● **Stated exercise**:
Copy all of the records below verbatim.

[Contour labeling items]
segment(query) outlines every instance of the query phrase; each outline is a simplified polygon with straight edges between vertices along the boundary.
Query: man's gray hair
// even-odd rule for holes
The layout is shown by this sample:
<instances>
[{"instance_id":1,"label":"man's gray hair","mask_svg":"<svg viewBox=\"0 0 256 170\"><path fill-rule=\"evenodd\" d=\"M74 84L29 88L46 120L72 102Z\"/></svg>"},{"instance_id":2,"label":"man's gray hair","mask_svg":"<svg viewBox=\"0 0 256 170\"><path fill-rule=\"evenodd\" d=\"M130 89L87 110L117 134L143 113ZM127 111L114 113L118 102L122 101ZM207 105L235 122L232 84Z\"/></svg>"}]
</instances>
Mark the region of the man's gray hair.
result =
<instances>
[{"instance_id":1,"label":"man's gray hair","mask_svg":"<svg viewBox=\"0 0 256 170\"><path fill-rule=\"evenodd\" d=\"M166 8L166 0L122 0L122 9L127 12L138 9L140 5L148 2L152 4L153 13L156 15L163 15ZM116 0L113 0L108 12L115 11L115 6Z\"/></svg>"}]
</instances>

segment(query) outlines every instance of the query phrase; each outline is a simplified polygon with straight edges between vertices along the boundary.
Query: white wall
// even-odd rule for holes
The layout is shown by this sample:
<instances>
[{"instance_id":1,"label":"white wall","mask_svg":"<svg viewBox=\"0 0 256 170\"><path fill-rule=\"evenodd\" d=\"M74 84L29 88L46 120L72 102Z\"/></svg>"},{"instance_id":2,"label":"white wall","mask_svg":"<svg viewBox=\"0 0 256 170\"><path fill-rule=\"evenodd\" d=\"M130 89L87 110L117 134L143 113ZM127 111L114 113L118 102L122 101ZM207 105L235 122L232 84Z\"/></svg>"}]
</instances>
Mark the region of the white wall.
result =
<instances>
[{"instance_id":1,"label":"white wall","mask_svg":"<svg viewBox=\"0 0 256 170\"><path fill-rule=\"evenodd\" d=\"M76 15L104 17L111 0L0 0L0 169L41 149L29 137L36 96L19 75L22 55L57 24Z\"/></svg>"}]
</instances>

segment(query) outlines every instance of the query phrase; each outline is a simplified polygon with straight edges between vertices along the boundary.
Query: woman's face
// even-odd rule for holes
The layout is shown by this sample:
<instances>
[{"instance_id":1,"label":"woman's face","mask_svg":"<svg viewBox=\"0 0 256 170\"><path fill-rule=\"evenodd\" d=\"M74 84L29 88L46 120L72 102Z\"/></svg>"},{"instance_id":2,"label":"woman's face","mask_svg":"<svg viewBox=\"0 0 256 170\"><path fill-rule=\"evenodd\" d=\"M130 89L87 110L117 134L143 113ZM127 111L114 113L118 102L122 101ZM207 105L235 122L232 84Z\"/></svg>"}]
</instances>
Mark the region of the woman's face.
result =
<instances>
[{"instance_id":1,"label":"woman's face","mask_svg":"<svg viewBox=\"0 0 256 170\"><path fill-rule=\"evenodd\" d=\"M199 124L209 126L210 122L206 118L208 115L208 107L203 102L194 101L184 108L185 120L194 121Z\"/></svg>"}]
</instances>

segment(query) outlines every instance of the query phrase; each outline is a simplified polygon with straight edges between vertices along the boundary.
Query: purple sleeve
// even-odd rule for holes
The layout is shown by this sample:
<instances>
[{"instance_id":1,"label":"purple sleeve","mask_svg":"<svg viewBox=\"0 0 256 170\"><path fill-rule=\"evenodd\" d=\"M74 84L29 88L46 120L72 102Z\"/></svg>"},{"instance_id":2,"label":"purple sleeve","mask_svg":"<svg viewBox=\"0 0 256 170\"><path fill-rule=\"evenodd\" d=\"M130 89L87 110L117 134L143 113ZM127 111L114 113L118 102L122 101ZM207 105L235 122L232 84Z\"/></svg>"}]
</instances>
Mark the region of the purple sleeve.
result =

● **Result of this task**:
segment(query) outlines every instance of the query phrase; each outline is a simplified polygon with straight edges between vertices along the boundary.
Query: man's gray hair
// even-odd rule for holes
The layout is shown by this sample:
<instances>
[{"instance_id":1,"label":"man's gray hair","mask_svg":"<svg viewBox=\"0 0 256 170\"><path fill-rule=\"evenodd\" d=\"M74 84L29 88L46 120L72 102Z\"/></svg>"},{"instance_id":2,"label":"man's gray hair","mask_svg":"<svg viewBox=\"0 0 256 170\"><path fill-rule=\"evenodd\" d=\"M130 89L87 110L117 134L143 113ZM127 111L114 113L118 102L122 101ZM207 105L235 122L232 84Z\"/></svg>"}]
</instances>
Mark the region of the man's gray hair.
result =
<instances>
[{"instance_id":1,"label":"man's gray hair","mask_svg":"<svg viewBox=\"0 0 256 170\"><path fill-rule=\"evenodd\" d=\"M166 8L166 0L122 0L122 9L127 12L138 9L140 5L148 2L152 4L153 13L156 15L163 15ZM116 0L113 0L108 12L115 11L115 6Z\"/></svg>"}]
</instances>

segment(query) outlines every instance of the query phrase; each outline is a simplified polygon with straight edges between vertices along the boundary.
Query: white wall
// even-odd rule for holes
The layout is shown by this sample:
<instances>
[{"instance_id":1,"label":"white wall","mask_svg":"<svg viewBox=\"0 0 256 170\"><path fill-rule=\"evenodd\" d=\"M74 84L29 88L46 120L72 102Z\"/></svg>"},{"instance_id":2,"label":"white wall","mask_svg":"<svg viewBox=\"0 0 256 170\"><path fill-rule=\"evenodd\" d=\"M130 89L87 110L117 134L143 113ZM127 111L114 113L118 102L122 101ZM207 105L235 122L232 84Z\"/></svg>"}]
</instances>
Mark the region of the white wall.
result =
<instances>
[{"instance_id":1,"label":"white wall","mask_svg":"<svg viewBox=\"0 0 256 170\"><path fill-rule=\"evenodd\" d=\"M76 15L104 17L111 0L0 0L0 169L41 149L29 137L36 96L19 75L22 55L57 24Z\"/></svg>"}]
</instances>

segment(query) outlines every instance of the query phrase; each outline is a simplified polygon with straight edges between vertices along the boundary.
Query: woman's face
// even-odd rule for holes
The layout is shown by this sample:
<instances>
[{"instance_id":1,"label":"woman's face","mask_svg":"<svg viewBox=\"0 0 256 170\"><path fill-rule=\"evenodd\" d=\"M74 84L29 88L46 120L72 102Z\"/></svg>"},{"instance_id":2,"label":"woman's face","mask_svg":"<svg viewBox=\"0 0 256 170\"><path fill-rule=\"evenodd\" d=\"M130 89L87 110L117 134L143 113ZM127 111L114 113L118 102L122 101ZM207 105L235 122L232 84Z\"/></svg>"}]
</instances>
Mark the region of the woman's face.
result =
<instances>
[{"instance_id":1,"label":"woman's face","mask_svg":"<svg viewBox=\"0 0 256 170\"><path fill-rule=\"evenodd\" d=\"M199 124L209 126L210 122L206 118L208 115L208 107L203 102L194 101L184 108L185 120L194 121Z\"/></svg>"}]
</instances>

segment(query) outlines every instance of the query phrase; each outline is a simplified polygon with straight edges between vertices along the boundary.
Query: purple sleeve
// even-odd rule for holes
The layout is shown by this sample:
<instances>
[{"instance_id":1,"label":"purple sleeve","mask_svg":"<svg viewBox=\"0 0 256 170\"><path fill-rule=\"evenodd\" d=\"M74 84L29 88L46 120L72 102Z\"/></svg>"},{"instance_id":2,"label":"purple sleeve","mask_svg":"<svg viewBox=\"0 0 256 170\"><path fill-rule=\"evenodd\" d=\"M130 89L87 110L117 134L143 113ZM127 111L114 113L118 102L122 101ZM207 105L235 122L232 84Z\"/></svg>"}]
</instances>
Mark the region of the purple sleeve.
result =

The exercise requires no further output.